Show every line in the records below that contains the word "green".

Stored data entries:
>>>>

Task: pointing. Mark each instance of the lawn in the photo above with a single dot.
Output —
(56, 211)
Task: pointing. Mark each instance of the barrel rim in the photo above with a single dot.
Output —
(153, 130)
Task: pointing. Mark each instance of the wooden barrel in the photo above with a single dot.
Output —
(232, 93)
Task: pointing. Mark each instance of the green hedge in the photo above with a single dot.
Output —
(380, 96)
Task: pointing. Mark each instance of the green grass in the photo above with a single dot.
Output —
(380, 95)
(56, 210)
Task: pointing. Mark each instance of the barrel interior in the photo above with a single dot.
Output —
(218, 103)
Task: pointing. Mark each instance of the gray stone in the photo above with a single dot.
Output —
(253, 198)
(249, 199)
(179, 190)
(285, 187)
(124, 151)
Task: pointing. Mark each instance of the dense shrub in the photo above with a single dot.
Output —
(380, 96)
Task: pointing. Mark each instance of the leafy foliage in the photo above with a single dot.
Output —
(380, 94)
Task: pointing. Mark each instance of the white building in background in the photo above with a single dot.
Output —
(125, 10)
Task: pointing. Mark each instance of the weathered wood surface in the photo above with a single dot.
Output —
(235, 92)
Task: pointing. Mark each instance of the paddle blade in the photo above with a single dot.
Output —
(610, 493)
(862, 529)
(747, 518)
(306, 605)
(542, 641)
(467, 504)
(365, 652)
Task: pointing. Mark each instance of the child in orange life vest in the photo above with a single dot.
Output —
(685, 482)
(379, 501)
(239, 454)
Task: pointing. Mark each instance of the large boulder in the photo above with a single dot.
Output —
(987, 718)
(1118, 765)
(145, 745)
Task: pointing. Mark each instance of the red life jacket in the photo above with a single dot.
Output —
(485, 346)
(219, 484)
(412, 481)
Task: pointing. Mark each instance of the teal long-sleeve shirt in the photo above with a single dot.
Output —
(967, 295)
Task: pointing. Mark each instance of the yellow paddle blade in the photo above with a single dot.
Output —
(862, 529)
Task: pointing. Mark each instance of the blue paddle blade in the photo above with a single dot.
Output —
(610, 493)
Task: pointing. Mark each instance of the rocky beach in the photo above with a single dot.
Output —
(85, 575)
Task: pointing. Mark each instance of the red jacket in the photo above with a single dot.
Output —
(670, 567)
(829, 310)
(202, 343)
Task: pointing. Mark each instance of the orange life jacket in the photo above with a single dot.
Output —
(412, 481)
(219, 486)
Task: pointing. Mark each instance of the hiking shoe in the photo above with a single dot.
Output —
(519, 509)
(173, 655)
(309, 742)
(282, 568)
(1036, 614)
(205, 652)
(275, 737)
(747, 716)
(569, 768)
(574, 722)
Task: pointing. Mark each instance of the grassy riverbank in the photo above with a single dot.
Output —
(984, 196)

<<<<

_Result of the exercise:_
Task: pointing. Mark each instance of the green hedge in the photo above with a single dot.
Task: pointing. Mark each instance of the green grass in the photo above with a single dot.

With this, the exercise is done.